In the treasure and rewards passage, what does the DM award players after they finish an adventure?

Given passage.
• • • • • • •

If you have any more questions on adventures, simply visit www.wizards.com/rpga and click on the "Living Forgotten Realms" or "Living Realms" links.

Treasure and Rewards
After you finish an adventure, your DM will award you with XP, gold, and a pick of another treasure. You can also buy magic items or rituals at the beginning and end of your adventure (and during, if your DM allows it). Note that any reference to character level below assumes your character’s level after receiving XP from the current adventure.
  • At the end of the adventure, you can select one (1) magic item or ritual bundle from a list the DM gives you of things you found during play. It’s OK if you and another player select the same item for your character. If you select a weapon or suit of armor, you might have to choose what type it is when you make your selection. Simply write down your choice of item on your adventure log, and you’re all set. However, there’s one very important rule you must observe when selecting a magic item (see below).

• • • • • • •

Extracted entries.

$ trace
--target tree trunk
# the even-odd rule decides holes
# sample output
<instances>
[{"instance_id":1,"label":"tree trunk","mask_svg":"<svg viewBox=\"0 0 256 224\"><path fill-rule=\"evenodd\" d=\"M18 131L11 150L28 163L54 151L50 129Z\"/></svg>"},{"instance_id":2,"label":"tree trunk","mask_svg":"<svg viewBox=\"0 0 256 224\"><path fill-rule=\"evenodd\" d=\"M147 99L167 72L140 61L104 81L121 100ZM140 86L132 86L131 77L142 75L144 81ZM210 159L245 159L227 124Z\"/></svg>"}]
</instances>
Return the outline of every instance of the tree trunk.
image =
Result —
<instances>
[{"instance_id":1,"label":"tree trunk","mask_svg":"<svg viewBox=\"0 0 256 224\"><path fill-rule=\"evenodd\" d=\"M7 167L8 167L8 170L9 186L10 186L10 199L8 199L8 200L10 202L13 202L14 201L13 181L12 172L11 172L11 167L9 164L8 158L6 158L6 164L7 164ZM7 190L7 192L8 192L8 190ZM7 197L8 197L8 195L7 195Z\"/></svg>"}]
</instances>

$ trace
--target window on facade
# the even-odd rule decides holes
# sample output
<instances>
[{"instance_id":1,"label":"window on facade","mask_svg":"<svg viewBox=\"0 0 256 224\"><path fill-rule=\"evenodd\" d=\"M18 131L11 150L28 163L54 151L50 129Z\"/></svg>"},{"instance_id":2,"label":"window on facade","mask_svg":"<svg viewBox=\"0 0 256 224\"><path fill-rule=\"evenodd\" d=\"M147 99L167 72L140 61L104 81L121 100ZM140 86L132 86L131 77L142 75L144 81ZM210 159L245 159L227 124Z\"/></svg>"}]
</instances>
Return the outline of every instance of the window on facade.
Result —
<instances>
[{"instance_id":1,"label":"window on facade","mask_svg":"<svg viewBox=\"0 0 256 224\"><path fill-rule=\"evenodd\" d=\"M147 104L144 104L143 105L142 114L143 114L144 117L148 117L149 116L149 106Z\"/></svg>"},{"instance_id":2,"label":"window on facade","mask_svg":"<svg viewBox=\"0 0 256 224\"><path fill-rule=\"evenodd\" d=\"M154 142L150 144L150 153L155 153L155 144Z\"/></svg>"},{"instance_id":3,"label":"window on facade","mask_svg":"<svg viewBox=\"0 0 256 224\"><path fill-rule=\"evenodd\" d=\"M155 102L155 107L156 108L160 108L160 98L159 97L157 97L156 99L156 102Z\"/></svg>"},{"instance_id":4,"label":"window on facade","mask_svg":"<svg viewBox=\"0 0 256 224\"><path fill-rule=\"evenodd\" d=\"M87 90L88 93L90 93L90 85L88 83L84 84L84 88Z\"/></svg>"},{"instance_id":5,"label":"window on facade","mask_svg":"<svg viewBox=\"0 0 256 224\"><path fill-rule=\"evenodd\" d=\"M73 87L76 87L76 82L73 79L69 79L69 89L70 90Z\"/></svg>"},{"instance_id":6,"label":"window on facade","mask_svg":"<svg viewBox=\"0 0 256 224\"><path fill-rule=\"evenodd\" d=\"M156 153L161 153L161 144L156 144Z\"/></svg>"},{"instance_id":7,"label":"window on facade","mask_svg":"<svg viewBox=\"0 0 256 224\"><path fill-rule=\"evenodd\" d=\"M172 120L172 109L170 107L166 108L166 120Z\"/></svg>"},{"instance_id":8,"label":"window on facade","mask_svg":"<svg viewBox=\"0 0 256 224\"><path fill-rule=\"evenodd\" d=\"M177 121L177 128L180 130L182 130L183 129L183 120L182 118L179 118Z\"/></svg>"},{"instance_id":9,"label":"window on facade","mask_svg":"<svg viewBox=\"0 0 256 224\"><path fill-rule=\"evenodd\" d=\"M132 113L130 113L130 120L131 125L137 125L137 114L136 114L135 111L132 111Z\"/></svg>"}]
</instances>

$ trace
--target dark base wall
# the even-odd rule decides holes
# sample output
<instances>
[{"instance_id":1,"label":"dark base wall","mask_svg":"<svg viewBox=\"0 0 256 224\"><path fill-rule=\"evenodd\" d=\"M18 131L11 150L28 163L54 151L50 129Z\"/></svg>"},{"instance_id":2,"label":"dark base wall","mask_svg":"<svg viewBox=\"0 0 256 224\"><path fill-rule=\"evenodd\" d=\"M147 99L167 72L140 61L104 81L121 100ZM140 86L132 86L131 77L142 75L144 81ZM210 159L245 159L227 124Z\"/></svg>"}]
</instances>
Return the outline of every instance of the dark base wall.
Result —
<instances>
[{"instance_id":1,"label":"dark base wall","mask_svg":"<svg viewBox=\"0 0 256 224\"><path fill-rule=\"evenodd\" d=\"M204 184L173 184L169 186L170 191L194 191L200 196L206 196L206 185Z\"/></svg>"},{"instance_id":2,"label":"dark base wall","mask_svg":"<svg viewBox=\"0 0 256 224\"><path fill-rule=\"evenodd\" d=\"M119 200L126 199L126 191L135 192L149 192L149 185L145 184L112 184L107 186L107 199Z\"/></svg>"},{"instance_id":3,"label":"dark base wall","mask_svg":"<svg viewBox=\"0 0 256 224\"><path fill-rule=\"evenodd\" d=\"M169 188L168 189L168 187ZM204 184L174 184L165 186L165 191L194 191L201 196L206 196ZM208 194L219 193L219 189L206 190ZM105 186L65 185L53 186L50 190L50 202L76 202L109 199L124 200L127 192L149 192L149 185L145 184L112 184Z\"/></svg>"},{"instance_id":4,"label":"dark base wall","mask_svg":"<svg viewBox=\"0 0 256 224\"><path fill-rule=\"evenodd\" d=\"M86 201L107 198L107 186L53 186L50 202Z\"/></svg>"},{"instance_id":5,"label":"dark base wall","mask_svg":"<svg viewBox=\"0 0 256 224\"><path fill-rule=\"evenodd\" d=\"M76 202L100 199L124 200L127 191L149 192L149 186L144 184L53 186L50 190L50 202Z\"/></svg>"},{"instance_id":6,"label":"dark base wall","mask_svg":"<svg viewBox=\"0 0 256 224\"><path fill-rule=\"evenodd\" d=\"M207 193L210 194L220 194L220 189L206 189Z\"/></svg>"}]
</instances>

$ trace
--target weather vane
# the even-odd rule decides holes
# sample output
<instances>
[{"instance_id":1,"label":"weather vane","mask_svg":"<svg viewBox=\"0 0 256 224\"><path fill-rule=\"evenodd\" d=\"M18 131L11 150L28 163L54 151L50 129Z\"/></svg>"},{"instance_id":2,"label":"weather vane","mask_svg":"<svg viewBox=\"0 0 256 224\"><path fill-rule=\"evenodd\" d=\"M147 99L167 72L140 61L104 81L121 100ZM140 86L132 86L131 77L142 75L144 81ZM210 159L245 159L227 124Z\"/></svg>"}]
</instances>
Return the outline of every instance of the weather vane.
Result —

• • • • • • •

Final result. XP, gold, and a pick of another treasure.